--- Task goal ---
Every line below is to be copied exactly, with the pictures left out.

┌──

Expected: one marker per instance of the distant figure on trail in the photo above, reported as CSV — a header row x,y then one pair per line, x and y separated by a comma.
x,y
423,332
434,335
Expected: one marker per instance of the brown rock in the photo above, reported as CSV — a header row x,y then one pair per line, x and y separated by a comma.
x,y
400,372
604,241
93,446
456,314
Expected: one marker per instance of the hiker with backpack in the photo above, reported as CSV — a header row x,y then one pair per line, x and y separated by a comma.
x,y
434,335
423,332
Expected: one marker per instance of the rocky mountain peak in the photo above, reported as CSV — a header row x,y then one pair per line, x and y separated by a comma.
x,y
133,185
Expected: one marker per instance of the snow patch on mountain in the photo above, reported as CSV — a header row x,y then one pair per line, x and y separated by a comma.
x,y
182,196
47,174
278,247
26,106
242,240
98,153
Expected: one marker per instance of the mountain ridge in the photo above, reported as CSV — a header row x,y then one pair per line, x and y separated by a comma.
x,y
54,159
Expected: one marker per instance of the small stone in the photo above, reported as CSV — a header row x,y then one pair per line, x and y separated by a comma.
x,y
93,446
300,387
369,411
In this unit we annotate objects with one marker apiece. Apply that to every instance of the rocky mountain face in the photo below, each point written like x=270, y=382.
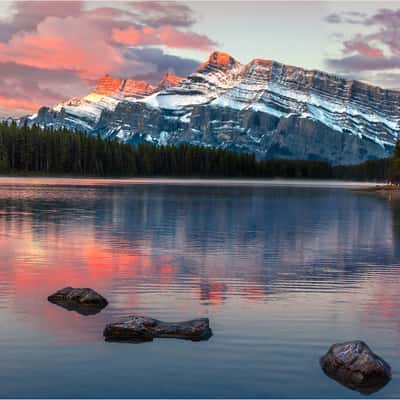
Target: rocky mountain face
x=265, y=107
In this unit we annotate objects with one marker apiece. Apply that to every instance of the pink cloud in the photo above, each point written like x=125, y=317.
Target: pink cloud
x=362, y=47
x=66, y=43
x=66, y=39
x=166, y=35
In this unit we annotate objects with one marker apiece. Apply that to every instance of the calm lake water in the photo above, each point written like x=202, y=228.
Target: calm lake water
x=282, y=271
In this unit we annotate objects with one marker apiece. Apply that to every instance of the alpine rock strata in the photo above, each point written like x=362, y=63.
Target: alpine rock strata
x=265, y=107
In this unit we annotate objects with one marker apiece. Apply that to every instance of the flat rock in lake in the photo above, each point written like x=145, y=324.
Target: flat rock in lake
x=85, y=301
x=355, y=366
x=142, y=329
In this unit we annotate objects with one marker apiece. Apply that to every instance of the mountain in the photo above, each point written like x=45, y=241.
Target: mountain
x=265, y=107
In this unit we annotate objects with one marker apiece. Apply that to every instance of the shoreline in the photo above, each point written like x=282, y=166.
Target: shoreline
x=390, y=189
x=271, y=182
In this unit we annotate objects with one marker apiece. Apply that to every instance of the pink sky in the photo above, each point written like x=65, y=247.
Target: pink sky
x=53, y=50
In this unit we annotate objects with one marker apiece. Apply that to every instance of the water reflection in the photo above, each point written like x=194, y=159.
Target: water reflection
x=259, y=261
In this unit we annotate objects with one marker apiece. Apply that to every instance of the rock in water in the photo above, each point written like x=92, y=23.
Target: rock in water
x=142, y=329
x=85, y=301
x=355, y=366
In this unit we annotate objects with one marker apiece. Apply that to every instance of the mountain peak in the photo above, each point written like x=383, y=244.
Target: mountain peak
x=220, y=58
x=108, y=86
x=169, y=79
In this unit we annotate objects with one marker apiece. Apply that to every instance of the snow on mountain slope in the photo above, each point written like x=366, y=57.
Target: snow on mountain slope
x=265, y=107
x=218, y=74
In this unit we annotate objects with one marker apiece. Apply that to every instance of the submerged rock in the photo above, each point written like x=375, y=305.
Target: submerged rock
x=355, y=366
x=142, y=329
x=85, y=301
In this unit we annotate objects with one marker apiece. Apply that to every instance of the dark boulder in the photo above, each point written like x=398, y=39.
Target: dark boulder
x=142, y=329
x=85, y=301
x=355, y=366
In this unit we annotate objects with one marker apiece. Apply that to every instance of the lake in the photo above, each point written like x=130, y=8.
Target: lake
x=281, y=269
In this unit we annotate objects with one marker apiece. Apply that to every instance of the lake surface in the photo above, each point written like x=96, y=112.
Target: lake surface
x=281, y=270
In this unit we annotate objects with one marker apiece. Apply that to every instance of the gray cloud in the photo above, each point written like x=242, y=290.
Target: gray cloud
x=151, y=64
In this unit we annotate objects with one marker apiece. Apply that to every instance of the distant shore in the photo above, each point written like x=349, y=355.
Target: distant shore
x=381, y=189
x=211, y=181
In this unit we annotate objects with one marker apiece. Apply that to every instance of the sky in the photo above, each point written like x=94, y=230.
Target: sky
x=54, y=50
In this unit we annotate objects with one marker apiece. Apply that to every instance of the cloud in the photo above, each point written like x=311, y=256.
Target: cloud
x=160, y=13
x=73, y=45
x=363, y=63
x=376, y=50
x=150, y=64
x=360, y=46
x=165, y=35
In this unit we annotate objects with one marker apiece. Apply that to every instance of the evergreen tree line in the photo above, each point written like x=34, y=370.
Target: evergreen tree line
x=46, y=151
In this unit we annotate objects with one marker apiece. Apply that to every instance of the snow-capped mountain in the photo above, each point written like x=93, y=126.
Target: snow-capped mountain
x=265, y=107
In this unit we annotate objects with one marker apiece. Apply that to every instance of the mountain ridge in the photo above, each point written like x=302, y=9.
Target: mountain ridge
x=266, y=107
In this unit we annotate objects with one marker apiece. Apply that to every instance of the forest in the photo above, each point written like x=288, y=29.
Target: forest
x=36, y=151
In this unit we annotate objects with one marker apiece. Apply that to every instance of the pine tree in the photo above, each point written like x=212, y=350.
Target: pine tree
x=394, y=169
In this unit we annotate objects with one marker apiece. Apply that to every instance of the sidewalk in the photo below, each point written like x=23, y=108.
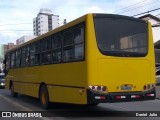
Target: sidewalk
x=158, y=92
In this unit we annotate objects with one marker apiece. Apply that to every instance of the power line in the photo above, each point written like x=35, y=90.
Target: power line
x=15, y=24
x=139, y=6
x=129, y=6
x=146, y=12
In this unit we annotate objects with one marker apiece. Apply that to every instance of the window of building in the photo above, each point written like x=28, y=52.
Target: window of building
x=13, y=60
x=37, y=53
x=73, y=44
x=18, y=58
x=8, y=62
x=46, y=57
x=32, y=55
x=56, y=48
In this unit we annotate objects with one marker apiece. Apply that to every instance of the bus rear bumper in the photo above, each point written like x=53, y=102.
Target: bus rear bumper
x=93, y=97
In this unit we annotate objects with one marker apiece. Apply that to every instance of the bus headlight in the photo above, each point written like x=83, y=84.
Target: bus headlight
x=98, y=88
x=148, y=87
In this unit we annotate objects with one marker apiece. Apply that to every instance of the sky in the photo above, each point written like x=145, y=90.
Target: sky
x=16, y=16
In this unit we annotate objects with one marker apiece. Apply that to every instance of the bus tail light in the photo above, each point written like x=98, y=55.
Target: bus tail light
x=135, y=96
x=98, y=88
x=120, y=97
x=150, y=95
x=148, y=87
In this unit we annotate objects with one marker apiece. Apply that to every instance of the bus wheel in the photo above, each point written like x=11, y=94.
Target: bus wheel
x=44, y=97
x=13, y=94
x=94, y=104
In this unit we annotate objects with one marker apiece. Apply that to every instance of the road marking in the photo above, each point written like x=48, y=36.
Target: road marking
x=21, y=106
x=123, y=108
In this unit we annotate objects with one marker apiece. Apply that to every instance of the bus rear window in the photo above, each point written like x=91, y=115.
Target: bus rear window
x=121, y=37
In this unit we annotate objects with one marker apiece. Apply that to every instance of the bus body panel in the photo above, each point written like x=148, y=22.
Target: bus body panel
x=116, y=71
x=70, y=82
x=58, y=79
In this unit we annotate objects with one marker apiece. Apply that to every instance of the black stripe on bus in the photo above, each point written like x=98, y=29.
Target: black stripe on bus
x=51, y=84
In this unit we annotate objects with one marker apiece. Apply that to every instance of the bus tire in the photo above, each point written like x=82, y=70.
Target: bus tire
x=13, y=94
x=93, y=104
x=44, y=97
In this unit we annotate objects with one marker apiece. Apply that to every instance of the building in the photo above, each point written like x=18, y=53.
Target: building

└──

--- Correct answer ---
Expected: one marker per instance of the distant figure on trail in the photo above, reported as CSV — a header row x,y then one pair per line, x and y separated by a comma.
x,y
423,332
434,335
Expected: one marker per instance of the brown rock in the photo above, reported as CSV — a header row x,y then one pair per line, x and y separated by a comma.
x,y
400,372
604,241
93,446
456,314
Expected: one marker per instance of the hiker with backpack in the photo above, reported as CSV — a header row x,y then one pair per line, x and y separated by a comma.
x,y
434,335
423,332
Expected: one marker per instance of the rocky mountain peak in the photo above, reported as CSV — a header row x,y then one pair per line, x and y separated by a comma.
x,y
133,185
Expected: one marker per instance of the snow patch on mountain in the photo above, reported as CSV — a header row x,y then one pair per line, x and y separated by a comma.
x,y
182,196
47,174
278,247
26,106
242,240
98,153
Expected: one marker per instance of the mountain ridge in the photo above, reported as CSV — a header row x,y then one pair per line, x and y separated by a comma.
x,y
54,159
Expected: one marker per instance of the small stone in the photo above, reported as CSV — a header row x,y then one pair per line, x and y separated by a comma.
x,y
93,446
300,387
369,411
In this unit we annotate objects with one marker apiece. Apply that to every instance of the rocky mountain face in the photo below, each point written like x=270, y=382.
Target: rocky mountain face
x=265, y=107
In this unit we annotate objects with one marker apiece. Apply that to every instance of the pink cloud in the photo above, each point written like x=125, y=317.
Target: pink cloud
x=362, y=47
x=66, y=43
x=66, y=39
x=166, y=35
In this unit we annotate objects with one marker apiece. Apply that to every instance of the calm lake water in the photo above, each point written like x=202, y=228.
Target: calm lake water
x=282, y=271
In this unit we annotate objects with one marker apiece. Apply that to every instance of the alpine rock strata in the photo above, each point written like x=362, y=63.
Target: alpine rock strata
x=265, y=107
In this unit we annotate objects with one marker apiece. Apply that to every instance of the flat rock in lake in the photo above, each point written like x=145, y=324.
Target: flat rock in lake
x=85, y=301
x=355, y=366
x=142, y=329
In this unit we annotate objects with one marker apiece. Apply that to every instance of the mountain in the photo above, each point written like x=45, y=241.
Target: mountain
x=265, y=107
In this unit we annotate objects with one marker apiece. Apply that to every instance of the shoreline in the photo above, each point written like x=282, y=166.
Target: shoreline
x=390, y=189
x=271, y=182
In this unit we annotate objects with one marker apiece. Apply that to every instance of the pink sky in the photo above, each point written like x=65, y=247.
Target: pink sky
x=53, y=50
In this unit we annotate objects with one marker apiece. Apply that to every instance of the water reflection in the photo above, each point written like x=194, y=159.
Target: water reflection
x=259, y=261
In this unit we annotate objects with one marker apiece. Apply that to every instance of the rock in water in the photo above, each point written like x=92, y=23.
Target: rock in water
x=142, y=329
x=85, y=301
x=355, y=366
In this unit we annotate objects with one marker apiece. Apply that to every instance of the mountain peak in the photo above, each point written like x=383, y=244.
Target: mountain peak
x=220, y=58
x=108, y=86
x=169, y=79
In this unit we annotate objects with one marker apiece. Apply that to every instance of the snow on mountain slope in the photo above, each point written like x=366, y=57.
Target: snow on mountain slope
x=265, y=107
x=218, y=74
In this unit we annotate objects with one marker apiece. Apply that to every instance of the submerged rock in the photo above, each point written like x=375, y=305.
Target: submerged rock
x=355, y=366
x=142, y=329
x=85, y=301
In this unit we annotate objects with one marker apiece. Apply that to every instance of the dark boulder in the photo above, each point written like x=398, y=39.
Target: dark boulder
x=142, y=329
x=85, y=301
x=355, y=366
In this unit we annotate objects with one marker apiece. Apply that to every instance of the lake in the photo above, each point written like x=130, y=8.
Target: lake
x=281, y=269
In this unit we annotate objects with one marker apiece. Apply that to every instance of the lake surface in the photo above, each point written like x=96, y=112.
Target: lake surface
x=281, y=270
In this unit we annotate objects with one marker apiece. Apply that to every instance of the gray cloud in the photo above, each point written like x=242, y=290.
Target: gray cloud
x=151, y=64
In this unit we annotate objects with one marker apiece. Apply that to every instance of the distant shore in the photo above, each point written like x=349, y=355.
Target: distant shore
x=381, y=189
x=211, y=181
In this unit we annotate objects with one marker apiece. Apply that to every instance of the sky in the photo above, each point written like x=94, y=230.
Target: sky
x=54, y=50
In this unit we annotate objects with one marker apiece. Apply that to every instance of the cloud in the photo above, each point written like x=311, y=256.
Target: cloud
x=160, y=13
x=73, y=45
x=363, y=63
x=376, y=50
x=150, y=64
x=360, y=46
x=165, y=35
In this unit we annotate objects with one marker apiece. Apply that to every instance of the evergreen tree line in the photo above, each point written like x=34, y=370.
Target: evergreen tree line
x=46, y=151
In this unit we annotate objects with one marker apiece. Apply that to every instance of the snow-capped mountain in the photo above, each point written like x=93, y=126.
Target: snow-capped mountain
x=265, y=107
In this unit we annotate objects with one marker apiece. Apply that to every instance of the mountain ridge in the photo above, each point written like x=302, y=9.
Target: mountain ridge
x=266, y=107
In this unit we annotate objects with one marker apiece. Apply that to every instance of the forest in the photo above, each point written like x=288, y=29.
Target: forest
x=36, y=151
In this unit we annotate objects with one marker apiece. Apply that to every instance of the pine tree in the photo above, each point written like x=212, y=350.
Target: pine tree
x=394, y=169
In this unit we annotate objects with one marker apiece. Apply that to every instance of the sidewalk in the photo below, each point written like x=23, y=108.
Target: sidewalk
x=158, y=92
In this unit we annotate objects with one marker apiece. Apply that to every instance of the power line in the photo above, each point written like x=35, y=90.
Target: power line
x=15, y=24
x=139, y=6
x=129, y=6
x=146, y=12
In this unit we annotate objects with one marker apiece. Apply that to every instance of the window of building in the photo above, each point written like x=28, y=52.
Target: window of building
x=13, y=60
x=37, y=53
x=73, y=44
x=18, y=58
x=8, y=62
x=46, y=57
x=32, y=55
x=56, y=48
In this unit we annotate objects with one marker apiece. Apply that to every instance of the bus rear bumper in the photo above, each point written like x=53, y=102.
Target: bus rear bumper
x=93, y=97
In this unit we annotate objects with one marker apiece. Apply that to every instance of the bus headlight in the photo above, each point written like x=83, y=84.
Target: bus headlight
x=98, y=88
x=148, y=87
In this unit we annotate objects with one marker apiece. Apply that to every instance of the sky in the photo above, each point written like x=145, y=90.
Target: sky
x=16, y=16
In this unit we annotate objects with one marker apiece. Apply that to every instance of the bus tail light in the photo above, each point written like x=98, y=55.
Target: bus tail light
x=135, y=96
x=98, y=88
x=120, y=97
x=150, y=95
x=148, y=87
In this unit we annotate objects with one marker apiece. Apply that to every instance of the bus wheel in the photo above, each point written like x=11, y=94.
Target: bus wheel
x=44, y=97
x=13, y=94
x=94, y=104
In this unit we annotate objects with one marker apiece. Apply that to every instance of the road marking in the photo above, each point written like x=48, y=36.
Target: road marking
x=21, y=106
x=123, y=108
In this unit we annotate objects with one marker apiece. Apply that to every instance of the bus rear window in the photo above, each point written like x=91, y=115.
Target: bus rear window
x=121, y=37
In this unit we annotate objects with one marker apiece. Apply that to every instance of the bus body panel in the photo above, each point written like x=148, y=22.
Target: bus body panel
x=116, y=71
x=70, y=82
x=58, y=79
In this unit we annotate objects with one marker apiece. Apply that to every instance of the black stripe on bus in the photo above, each point written like x=98, y=29.
Target: black stripe on bus
x=51, y=84
In this unit we annotate objects with one marker apiece. Apply that to every instance of the bus tire in the photo above, each point written like x=82, y=70.
Target: bus tire
x=13, y=94
x=93, y=104
x=44, y=97
In this unit we annotate objects with one marker apiece. Apply that to every instance of the building in the photo above, each point written like x=18, y=53.
Target: building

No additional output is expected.